From the entries that follow, copy exactly the lines beginning at the line holding "Indicate every instance of the road" and continuing through the line holding "Indicate every instance of the concrete".

▸ **AVAILABLE DATA**:
____________________
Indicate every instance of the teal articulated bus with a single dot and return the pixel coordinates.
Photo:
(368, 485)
____________________
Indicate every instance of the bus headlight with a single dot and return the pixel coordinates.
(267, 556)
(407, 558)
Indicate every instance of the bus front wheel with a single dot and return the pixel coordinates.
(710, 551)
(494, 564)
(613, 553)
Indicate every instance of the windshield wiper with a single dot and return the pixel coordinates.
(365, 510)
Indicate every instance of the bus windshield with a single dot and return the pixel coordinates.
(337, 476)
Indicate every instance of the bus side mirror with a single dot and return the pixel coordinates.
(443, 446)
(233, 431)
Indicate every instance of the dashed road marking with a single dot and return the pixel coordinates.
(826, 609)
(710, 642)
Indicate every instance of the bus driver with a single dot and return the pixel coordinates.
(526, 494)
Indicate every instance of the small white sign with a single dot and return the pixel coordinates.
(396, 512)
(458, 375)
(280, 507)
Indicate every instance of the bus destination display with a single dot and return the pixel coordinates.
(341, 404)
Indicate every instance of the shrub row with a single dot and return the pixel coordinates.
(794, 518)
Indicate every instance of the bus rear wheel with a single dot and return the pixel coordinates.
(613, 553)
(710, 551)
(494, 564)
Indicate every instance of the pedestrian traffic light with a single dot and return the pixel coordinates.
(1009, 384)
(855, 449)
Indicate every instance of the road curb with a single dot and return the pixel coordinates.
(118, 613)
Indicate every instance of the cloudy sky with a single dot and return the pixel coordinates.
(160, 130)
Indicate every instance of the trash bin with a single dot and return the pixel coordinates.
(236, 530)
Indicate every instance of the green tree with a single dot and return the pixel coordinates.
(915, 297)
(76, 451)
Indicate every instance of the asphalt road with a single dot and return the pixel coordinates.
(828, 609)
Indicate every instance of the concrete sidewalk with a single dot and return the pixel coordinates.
____________________
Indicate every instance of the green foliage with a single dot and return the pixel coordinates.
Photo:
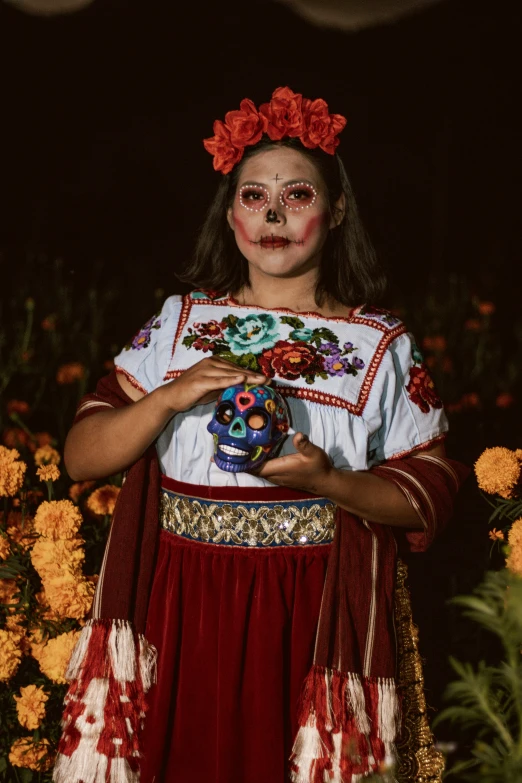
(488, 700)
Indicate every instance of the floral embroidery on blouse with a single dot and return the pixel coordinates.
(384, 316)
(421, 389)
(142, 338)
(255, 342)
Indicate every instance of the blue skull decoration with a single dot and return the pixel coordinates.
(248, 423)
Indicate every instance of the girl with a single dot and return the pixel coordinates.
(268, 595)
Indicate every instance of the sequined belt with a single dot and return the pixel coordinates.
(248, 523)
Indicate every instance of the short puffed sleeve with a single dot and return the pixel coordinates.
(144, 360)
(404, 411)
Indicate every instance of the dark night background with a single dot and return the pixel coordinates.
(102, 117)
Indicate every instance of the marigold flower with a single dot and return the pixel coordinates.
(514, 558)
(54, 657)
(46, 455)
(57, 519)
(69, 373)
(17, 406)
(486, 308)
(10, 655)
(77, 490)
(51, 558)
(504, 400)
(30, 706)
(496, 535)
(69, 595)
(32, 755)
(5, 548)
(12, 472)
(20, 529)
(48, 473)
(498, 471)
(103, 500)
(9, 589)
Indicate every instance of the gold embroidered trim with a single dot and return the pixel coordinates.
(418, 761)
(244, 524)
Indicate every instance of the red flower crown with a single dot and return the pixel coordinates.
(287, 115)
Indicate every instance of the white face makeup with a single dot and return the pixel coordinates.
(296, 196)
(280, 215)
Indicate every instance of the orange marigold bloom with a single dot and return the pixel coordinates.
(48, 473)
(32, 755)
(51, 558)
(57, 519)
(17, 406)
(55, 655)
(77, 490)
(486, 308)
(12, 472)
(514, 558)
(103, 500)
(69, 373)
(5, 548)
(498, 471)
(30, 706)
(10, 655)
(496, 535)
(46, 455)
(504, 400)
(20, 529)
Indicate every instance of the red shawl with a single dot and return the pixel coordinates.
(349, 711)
____________________
▸ **REPLY**:
Indicate every instance of the road curb with a single dot and return the pixel coordinates.
(118, 613)
Indicate every instance of the cloudy sky with a single dot and return the pixel coordinates.
(160, 130)
Indicate every instance of the trash bin with a single dot and return the pixel coordinates.
(236, 530)
Indicate every instance of the green tree with a single dot and return the pixel coordinates.
(915, 297)
(76, 451)
Indicate every instance of the asphalt road with a single dot and return the pixel coordinates.
(828, 609)
Indicate every instance of the concrete sidewalk with a single dot and return the pixel coordinates.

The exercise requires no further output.